Records from a dataset:

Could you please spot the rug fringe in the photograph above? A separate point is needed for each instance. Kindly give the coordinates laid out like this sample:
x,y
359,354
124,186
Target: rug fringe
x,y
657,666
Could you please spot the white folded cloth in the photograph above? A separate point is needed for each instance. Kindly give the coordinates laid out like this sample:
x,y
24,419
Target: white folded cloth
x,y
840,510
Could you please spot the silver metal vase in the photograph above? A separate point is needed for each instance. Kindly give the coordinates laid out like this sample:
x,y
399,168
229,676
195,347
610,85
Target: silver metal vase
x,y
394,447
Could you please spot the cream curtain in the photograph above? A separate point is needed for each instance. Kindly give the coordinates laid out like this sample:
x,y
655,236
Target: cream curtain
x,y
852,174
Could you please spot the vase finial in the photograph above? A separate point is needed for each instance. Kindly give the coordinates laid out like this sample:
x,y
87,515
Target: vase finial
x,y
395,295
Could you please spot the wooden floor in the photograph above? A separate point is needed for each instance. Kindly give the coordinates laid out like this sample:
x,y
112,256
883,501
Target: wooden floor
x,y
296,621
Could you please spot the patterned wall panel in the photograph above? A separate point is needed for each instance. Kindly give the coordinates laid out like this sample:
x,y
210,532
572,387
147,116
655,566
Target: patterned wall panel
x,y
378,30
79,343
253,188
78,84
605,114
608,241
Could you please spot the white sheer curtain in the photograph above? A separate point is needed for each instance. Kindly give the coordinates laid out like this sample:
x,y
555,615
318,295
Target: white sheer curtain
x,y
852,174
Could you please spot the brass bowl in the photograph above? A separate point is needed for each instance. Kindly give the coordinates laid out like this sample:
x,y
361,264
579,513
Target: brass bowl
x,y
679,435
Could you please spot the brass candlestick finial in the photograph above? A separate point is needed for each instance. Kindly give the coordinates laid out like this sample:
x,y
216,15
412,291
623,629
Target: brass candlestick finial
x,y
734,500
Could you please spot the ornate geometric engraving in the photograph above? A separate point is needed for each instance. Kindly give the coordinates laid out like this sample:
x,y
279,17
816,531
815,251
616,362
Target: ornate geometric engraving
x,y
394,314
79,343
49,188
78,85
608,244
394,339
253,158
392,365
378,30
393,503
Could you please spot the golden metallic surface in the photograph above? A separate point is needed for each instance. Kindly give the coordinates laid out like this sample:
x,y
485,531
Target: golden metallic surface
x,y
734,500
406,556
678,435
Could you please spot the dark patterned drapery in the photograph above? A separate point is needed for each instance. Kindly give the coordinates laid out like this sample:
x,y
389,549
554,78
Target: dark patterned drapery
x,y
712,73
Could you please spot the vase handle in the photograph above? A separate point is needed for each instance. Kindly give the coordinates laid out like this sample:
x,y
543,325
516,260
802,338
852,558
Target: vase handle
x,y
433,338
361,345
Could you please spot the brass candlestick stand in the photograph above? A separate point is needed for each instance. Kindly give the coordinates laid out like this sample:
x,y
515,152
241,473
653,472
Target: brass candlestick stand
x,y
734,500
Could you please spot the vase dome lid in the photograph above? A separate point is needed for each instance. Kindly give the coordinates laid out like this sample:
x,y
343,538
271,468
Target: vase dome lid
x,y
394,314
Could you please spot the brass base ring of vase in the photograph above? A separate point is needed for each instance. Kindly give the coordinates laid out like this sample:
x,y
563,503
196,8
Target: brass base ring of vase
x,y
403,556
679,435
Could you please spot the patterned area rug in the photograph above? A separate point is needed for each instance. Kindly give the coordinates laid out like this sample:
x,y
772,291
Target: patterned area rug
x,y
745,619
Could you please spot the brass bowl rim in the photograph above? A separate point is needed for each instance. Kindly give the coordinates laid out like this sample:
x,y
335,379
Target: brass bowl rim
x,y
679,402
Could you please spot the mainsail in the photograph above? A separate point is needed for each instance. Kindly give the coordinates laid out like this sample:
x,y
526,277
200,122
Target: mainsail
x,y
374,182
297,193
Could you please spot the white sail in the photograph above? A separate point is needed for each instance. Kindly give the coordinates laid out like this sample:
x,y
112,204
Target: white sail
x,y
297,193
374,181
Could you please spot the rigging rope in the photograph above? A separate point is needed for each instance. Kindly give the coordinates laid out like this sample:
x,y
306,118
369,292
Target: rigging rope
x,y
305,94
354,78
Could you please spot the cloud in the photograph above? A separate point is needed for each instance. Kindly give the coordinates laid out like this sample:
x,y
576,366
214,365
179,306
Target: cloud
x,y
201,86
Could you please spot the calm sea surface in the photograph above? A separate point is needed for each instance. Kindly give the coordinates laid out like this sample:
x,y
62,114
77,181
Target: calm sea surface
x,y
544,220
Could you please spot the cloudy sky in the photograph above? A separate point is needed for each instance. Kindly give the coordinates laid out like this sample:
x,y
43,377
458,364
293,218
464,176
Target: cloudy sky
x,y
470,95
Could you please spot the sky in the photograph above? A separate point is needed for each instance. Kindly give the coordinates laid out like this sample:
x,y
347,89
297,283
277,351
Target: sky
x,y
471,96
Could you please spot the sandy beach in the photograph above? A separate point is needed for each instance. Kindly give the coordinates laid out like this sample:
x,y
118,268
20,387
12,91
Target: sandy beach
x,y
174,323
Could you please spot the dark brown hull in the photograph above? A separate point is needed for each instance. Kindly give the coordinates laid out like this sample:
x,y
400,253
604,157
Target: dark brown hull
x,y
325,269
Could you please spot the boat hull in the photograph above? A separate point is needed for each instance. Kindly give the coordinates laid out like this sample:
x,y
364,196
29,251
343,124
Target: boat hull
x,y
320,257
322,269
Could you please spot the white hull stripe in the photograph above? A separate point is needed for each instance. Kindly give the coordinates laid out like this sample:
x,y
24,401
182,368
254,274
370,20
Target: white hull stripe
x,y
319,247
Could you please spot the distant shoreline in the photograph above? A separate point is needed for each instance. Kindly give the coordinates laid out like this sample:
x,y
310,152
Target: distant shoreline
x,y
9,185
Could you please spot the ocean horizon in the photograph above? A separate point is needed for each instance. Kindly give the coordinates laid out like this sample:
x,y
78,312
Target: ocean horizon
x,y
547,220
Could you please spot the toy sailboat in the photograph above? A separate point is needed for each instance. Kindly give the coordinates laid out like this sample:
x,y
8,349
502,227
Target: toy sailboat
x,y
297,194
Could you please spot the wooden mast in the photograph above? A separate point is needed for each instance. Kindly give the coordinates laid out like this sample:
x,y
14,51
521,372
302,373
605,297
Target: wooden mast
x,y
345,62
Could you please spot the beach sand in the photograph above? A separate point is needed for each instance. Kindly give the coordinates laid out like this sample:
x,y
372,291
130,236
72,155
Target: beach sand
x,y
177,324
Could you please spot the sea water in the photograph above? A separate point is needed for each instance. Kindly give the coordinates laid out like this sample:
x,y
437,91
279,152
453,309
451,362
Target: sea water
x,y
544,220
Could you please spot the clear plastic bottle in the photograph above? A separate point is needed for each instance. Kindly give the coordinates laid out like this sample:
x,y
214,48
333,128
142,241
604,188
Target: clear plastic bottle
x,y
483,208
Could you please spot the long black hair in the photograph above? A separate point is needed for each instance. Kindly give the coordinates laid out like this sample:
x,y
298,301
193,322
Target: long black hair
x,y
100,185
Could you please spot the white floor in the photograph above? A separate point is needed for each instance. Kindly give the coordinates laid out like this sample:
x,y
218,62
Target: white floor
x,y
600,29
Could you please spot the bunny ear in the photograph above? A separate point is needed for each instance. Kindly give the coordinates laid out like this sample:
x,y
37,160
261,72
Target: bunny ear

- WHAT IS NEEDED -
Gather all lines from the records above in which "bunny" appears.

- SOLUTION FOR THIS EXERCISE -
Could you please spot the bunny ear in the photograph above? A separate point is needed for each instance. Kindly give the coordinates laid out like this sample:
Target: bunny ear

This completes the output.